I almost published this article on my personal opinion blog, but I reckon it’s relevant enough to a survival topic for Next Step Survival. It won’t save any lives, but it can certainly make a difference in a few.
I did change the title from A $10,000 Insurance Blunder… to A $10,000 Insurance Lesson. You’ll see why shortly.
Alright, here goes that original article. I have an update to add, but I’ll include that below. Keep, in mind, that this is a 14-year-old article when I’m referring to a 2006 Ford Taurus. We had that car for about two years at that point and were still making payments on it.
One last thing to mention. GAP insurance only makes sense when you’re still paying for your vehicle/s.
By the way, as a side note, we no longer buy cars on credit. I buy used cars. One for my wife, one for me, and one for a backup. The savings on both insurance and payments are WAY more than the occasional car repair, which does happen. That’s why there’s an extra-insured and plated car in my driveway.
Here’s The Original Article
A $10,000 Insurance Blunder…
Insurance is a boring subject, but getting a great deal along with a piece of mind can help make up for it. Here’s the potential problem: My daughter was buying a minivan when it was involved in an accident.

- SET TASK 1 -
In the insurance article, what is each of the used cars the author now keeps meant for?
- SET TASK 2 -
Answer these questions from the insurance article:
(a) What was the article's title before the author changed it?
(b) How long had the family owned the 2006 Ford Taurus when the original article was written?
(c) What was the author's daughter buying when it was involved in an accident?

- RECORD LIST -
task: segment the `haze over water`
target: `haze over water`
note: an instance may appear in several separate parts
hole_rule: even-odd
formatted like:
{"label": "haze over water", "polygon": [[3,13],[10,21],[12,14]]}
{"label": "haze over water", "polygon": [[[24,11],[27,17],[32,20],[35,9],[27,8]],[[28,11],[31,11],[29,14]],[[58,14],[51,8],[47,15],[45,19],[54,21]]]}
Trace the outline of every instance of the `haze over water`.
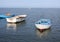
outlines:
{"label": "haze over water", "polygon": [[[60,42],[60,8],[0,8],[0,14],[7,12],[27,17],[17,24],[0,19],[0,42]],[[51,19],[52,26],[40,32],[35,22],[42,18]]]}

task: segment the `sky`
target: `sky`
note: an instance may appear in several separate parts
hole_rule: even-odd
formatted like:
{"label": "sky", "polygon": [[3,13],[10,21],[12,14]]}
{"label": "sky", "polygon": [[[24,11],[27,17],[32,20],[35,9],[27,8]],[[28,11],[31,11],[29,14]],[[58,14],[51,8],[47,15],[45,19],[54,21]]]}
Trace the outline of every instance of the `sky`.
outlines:
{"label": "sky", "polygon": [[0,8],[60,8],[60,0],[0,0]]}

- TASK OUTPUT 1 -
- One for the author's wife
- One for the author
- One as a backup

- TASK OUTPUT 2 -
(a) A $10,000 Insurance Blunder…
(b) About two years
(c) A minivan